* **MATERIAL SHOWN**
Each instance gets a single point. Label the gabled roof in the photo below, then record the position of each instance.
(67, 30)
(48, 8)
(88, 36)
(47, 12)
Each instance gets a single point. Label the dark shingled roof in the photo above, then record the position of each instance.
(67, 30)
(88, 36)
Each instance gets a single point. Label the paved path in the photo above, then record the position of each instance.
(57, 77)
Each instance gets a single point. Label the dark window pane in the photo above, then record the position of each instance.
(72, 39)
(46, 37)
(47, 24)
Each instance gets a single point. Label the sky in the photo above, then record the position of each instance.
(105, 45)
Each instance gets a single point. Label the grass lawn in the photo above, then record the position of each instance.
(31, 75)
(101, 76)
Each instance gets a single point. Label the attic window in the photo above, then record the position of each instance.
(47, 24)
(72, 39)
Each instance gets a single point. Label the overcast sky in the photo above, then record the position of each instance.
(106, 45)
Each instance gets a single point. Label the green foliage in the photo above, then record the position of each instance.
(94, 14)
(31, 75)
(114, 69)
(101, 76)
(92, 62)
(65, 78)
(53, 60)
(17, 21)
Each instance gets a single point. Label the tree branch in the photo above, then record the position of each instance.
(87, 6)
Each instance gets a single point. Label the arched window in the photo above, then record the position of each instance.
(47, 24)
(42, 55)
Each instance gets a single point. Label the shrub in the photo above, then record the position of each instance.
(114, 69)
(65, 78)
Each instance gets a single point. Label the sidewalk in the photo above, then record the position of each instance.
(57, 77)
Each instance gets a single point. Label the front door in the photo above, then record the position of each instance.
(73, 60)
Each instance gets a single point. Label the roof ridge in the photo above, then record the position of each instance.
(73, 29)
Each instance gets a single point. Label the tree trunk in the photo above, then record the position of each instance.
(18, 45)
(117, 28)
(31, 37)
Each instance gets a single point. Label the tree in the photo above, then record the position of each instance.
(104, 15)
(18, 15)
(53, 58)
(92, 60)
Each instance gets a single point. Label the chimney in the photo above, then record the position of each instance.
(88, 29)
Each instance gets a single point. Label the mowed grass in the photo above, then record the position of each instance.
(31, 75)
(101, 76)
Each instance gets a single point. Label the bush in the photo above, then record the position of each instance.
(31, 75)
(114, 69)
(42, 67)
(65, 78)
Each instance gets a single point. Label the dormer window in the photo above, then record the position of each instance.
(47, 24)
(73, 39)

* **PROBLEM STATEMENT**
Copy the records word for word, starting with the line that contains "Each instance gets a single point. Label the dormer" and going on through the end of the records.

* **FINAL RESULT**
Each instance gets a single point. Label the dormer window in the photo above, then record the position of each instance.
(47, 24)
(73, 39)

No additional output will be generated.